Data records
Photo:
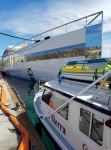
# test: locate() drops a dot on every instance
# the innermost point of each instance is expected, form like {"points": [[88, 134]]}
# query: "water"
{"points": [[26, 91]]}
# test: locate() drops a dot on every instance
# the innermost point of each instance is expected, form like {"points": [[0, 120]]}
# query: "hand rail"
{"points": [[82, 91]]}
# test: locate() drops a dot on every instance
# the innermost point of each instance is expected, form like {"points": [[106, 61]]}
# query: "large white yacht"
{"points": [[48, 51]]}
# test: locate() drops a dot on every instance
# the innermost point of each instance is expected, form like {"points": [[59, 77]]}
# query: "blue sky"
{"points": [[26, 18]]}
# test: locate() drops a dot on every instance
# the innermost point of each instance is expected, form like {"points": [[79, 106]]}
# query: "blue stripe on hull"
{"points": [[86, 61]]}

__REQUIRED WORK__: From the entries above, copy each line holding "like".

__WRITTEN SOLUTION__:
# the innermost point of each instance is expected, form like {"points": [[88, 134]]}
# the innermost point of each instance is expected, form like {"points": [[0, 120]]}
# the innermost point of each instance is expected, form like {"points": [[106, 61]]}
# the innermost point of each instance is expected, form like {"points": [[59, 77]]}
# the innermost point of each instance is expected, form like {"points": [[79, 106]]}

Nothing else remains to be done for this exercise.